## Excerpted passage
There are dollar limits to the authority to ratify unauthorized commitments. A Chief of Contracting Office can approve up to $10,000. A Principal Assistant Responsible for Contracting can approve up to $100,000. A Head of Contracting Authority can approve higher amounts.

Ratifications in the U.S. Army call for a signed statement describing the unauthorized commitment, the value of the procurement, and other documentation. Then a contracting officer is to study the case and recommend action. If the procurement is not ratified, the matter may be handled under FAR Part 50 and DFARS Part 250 (Public Law 85-804) as a GAO claim or some other way.

Contractor damage 
FAR Part 45 provides rules on the Contractor's obligations and the Government's remedies in these cases. Specific clauses should be in the contract to deal with Government Furnished Equipment (GFE) situations and bring your own device (BYOD) situations.

Commercial items 
The authority under FAR Part 12, Commercial Items (and services), must be used thoughtfully and carefully. It is very tempting for a contracting officer to use FAR Part 12 and hence FAR Part 13 in situations where such use is clearly not appropriate in view of the basic reasons commercial item acquisition authority was created by Congress.

FAR 2.101 provides that

a commercial item means – (6) services of a type offered and sold competitively in substantial quantities in the commercial marketplace based on established catalog or market prices for specific tasks performed or specific outcomes to be achieved and under standard commercial terms and conditions. This does not include services that are sold based on hourly rates without an established catalog or market price for a specific service performed or specific outcomes to be achieved. For purposes of these services –
(i) catalog price means a price included in a catalog, price list, schedule or other form that is regularly maintained by the manufacturer or vendor, is either published or otherwise available for inspection by customers and states prices at which sales are currently, or were last, made to a significant number of buyers constituting the general public; and
(ii) market prices mean current prices that are established in the course of ordinary trade between buyers and sellers free to bargain and that can be substantiated through competition or from sources independent of the offerors.

## Work to be completed
In the excerpted passage on federal contracting, up to what dollar amount can a Chief of Contracting Office approve the ratification of an unauthorized commitment? The records that come next have nothing to do with the text.

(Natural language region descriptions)

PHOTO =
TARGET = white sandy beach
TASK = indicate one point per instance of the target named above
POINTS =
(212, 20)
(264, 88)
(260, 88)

## Result
Up to $10,000.